== TEXTE À LIRE ==
↓

Avignon dans les yeux d’un migrant

Dominique Bela, réfugié politique en Belgique, critique théâtral et comédien.

16-10-2023

Dominique Bela, envoyé par la RTBF (Radio télévision belge francophone) à la 71e édition du festival d’Avignon, a coanimé pour la chaîne, avec la critique d’art Sylvia Botella, l’émission quotidienne « In the mood for Avignon ». Voyage d’un journaliste en exil sur le festival et ses à-côtés.

J’ai été condamné à une peine d’emprisonnement ferme pour avoir dénoncé le régime Biya, distribué sous le manteau des journaux censurés, affronté les forces de maintien de l’ordre lors des manifestations, fait la grève devant des édifices publics, organisé des marches, etc.

↑

== CONSIGNE A ==
Relevez toutes les lignes qui contiennent le mot « concrete », en tenant compte de la casse.
Le texte et les lignes n'ont aucun rapport entre eux.

== EXTRAIT DES DONNÉES ==
↓

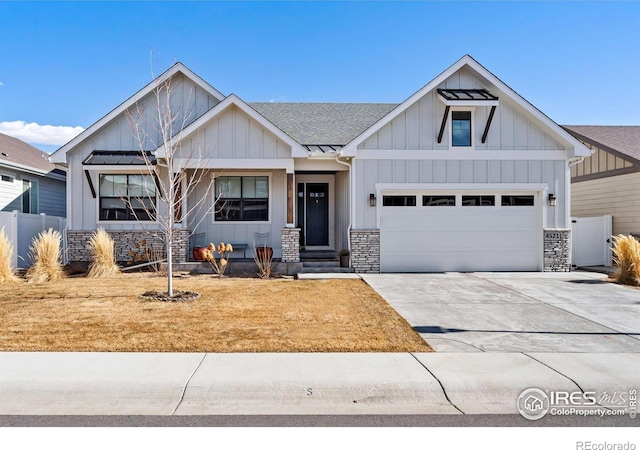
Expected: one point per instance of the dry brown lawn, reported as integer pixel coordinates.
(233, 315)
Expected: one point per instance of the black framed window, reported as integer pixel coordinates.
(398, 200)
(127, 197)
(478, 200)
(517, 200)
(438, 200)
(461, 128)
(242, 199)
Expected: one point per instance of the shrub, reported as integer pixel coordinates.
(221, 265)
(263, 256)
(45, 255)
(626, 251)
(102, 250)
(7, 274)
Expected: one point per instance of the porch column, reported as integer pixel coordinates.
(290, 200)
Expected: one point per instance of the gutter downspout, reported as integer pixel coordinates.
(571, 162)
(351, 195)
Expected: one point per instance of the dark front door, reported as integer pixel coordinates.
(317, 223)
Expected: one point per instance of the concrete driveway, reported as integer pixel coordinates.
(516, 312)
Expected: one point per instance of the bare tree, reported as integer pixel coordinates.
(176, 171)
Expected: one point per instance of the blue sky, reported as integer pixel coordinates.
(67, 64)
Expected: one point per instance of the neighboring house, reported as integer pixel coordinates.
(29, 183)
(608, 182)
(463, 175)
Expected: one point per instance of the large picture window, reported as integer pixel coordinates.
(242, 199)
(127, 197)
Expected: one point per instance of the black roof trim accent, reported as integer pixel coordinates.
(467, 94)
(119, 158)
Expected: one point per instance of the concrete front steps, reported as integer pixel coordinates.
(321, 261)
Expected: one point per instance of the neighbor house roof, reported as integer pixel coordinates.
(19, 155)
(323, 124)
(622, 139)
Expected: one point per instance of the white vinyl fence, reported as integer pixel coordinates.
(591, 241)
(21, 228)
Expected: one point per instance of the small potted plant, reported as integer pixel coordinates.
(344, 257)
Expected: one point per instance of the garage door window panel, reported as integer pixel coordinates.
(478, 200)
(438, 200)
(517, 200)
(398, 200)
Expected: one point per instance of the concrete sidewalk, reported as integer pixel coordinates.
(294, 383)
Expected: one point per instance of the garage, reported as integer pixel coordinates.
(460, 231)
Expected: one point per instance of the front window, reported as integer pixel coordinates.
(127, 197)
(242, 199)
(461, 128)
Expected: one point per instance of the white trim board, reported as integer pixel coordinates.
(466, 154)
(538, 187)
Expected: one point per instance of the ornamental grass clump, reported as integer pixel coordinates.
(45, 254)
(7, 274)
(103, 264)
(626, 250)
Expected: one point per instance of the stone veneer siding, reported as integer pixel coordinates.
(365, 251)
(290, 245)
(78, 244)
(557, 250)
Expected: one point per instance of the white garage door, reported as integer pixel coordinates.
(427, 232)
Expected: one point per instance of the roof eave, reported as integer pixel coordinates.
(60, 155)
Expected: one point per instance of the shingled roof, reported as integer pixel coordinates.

↑

== CONSIGNE B ==
Reproduisez le passage du texte sur le festival d'Avignon qui commence par « Avignon dans les » et se poursuit jusqu'à « et ses à-côtés. » inclus.

== RÉPONSE FINALE A ==
Expected: one point per instance of the concrete driveway, reported as integer pixel coordinates.
Expected: one point per instance of the concrete front steps, reported as integer pixel coordinates.
Expected: one point per instance of the concrete sidewalk, reported as integer pixel coordinates.

== RÉPONSE FINALE B ==
Avignon dans les yeux d’un migrant

Dominique Bela, réfugié politique en Belgique, critique théâtral et comédien.

16-10-2023

Dominique Bela, envoyé par la RTBF (Radio télévision belge francophone) à la 71e édition du festival d’Avignon, a coanimé pour la chaîne, avec la critique d’art Sylvia Botella, l’émission quotidienne « In the mood for Avignon ». Voyage d’un journaliste en exil sur le festival et ses à-côtés.